-- Start SOURCE DOCUMENT --
Re: [DBpedia-developers] [DBpedia-discussion] Community coordination action: DBpedia reproducubility / Dockerization

2016-10-11 Thread Natanael Arndt
Hi everybody,

here is some summary of what we did so far: at SEMANTiCS 2015 we've 
presented dld: dockerizing linked data [1]. The idea of this was to 
provide a tool that basically creates docker-compose setups to easily 
create an infrastructure for serving RDF datasets via a SPARQL endpoint 
or other applications like OntoWiki. We've followed the principle of 
having one container per service, so we didn't want to put the complete 
stack including the data into a single container (Microservices [2], 
Single Responsibility Principle [3]).

To achieve this we have identified three (or four) tasks in a setup:
(1a/b): load and back-up data, in case of DBpedia, there would only be 
loading data
(2): storage of the data
(3): presentation, exploration and editing data

This idea is meant to be very generic to cover different types of setups 
dealing with RDF data or data in general. For the case of DBpedia and 
also to achieve a "scientific reproducibility", as Dimitris mentioned, 
we might have to rethink this setup. Further I think also in the docker 
community best practices have evolved. We should also keep an eye on 
performance of services running in the containers vs. running them 
"natively" on a system, we have experienced some impact here already, 
but this might differ from setup to setup.

[1] https://dockerizing.github.io/; 
http://www.bibsonomy.org/bibtex/2b1e393a0bfd62e83b99704a52c20c877/aksw
[2] https://en.wikipedia.org/wiki/Microservices
[3] https://en.wikipedia.org/wiki/Single_responsibility_principle

All the best,
Natanael


(Sorry for sending it twice, but I first had to subscribe)
-- End SOURCE DOCUMENT --
▶ [YOUR TASKS]
(1) Reproduce word for word the passage of the DBpedia dockerization message starting with "Re: [DBpedia-developers] [DBpedia-discussion]" and going on through "Responsibility Principle [3]).".
(2) According to the DBpedia dockerization message, at which event was dld presented?
(3) List every URL in the DBpedia dockerization message.
The listing is separate material, unrelated to the DBpedia dockerization message.
-- Start DATASET SECTION --
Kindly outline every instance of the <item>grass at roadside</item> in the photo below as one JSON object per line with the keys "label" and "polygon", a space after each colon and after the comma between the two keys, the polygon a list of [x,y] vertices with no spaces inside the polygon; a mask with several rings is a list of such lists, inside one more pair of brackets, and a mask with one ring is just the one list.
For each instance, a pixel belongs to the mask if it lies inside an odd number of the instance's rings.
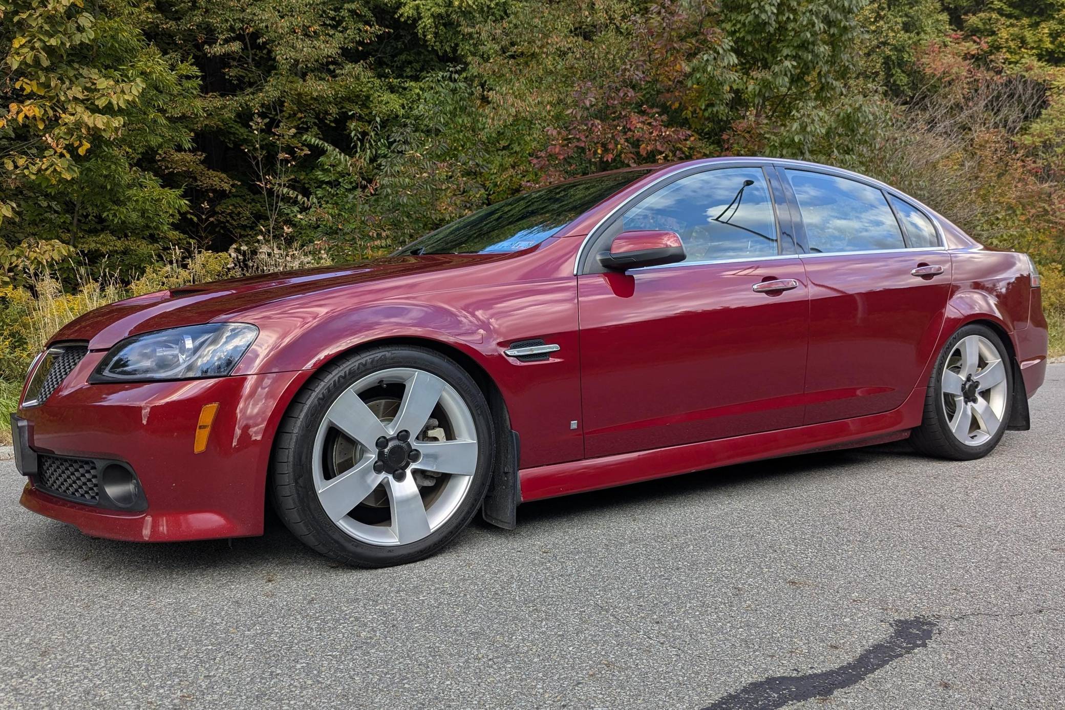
-- End DATASET SECTION --
▶ [ANSWERS TO THE EXERCISE]
(1)
Re: [DBpedia-developers] [DBpedia-discussion] Community coordination action: DBpedia reproducubility / Dockerization

2016-10-11 Thread Natanael Arndt
Hi everybody,

here is some summary of what we did so far: at SEMANTiCS 2015 we've 
presented dld: dockerizing linked data [1]. The idea of this was to 
provide a tool that basically creates docker-compose setups to easily 
create an infrastructure for serving RDF datasets via a SPARQL endpoint 
or other applications like OntoWiki. We've followed the principle of 
having one container per service, so we didn't want to put the complete 
stack including the data into a single container (Microservices [2], 
Single Responsibility Principle [3]).

(2) SEMANTiCS 2015

(3)
https://dockerizing.github.io/
http://www.bibsonomy.org/bibtex/2b1e393a0bfd62e83b99704a52c20c877/aksw
https://en.wikipedia.org/wiki/Microservices
https://en.wikipedia.org/wiki/Single_responsibility_principle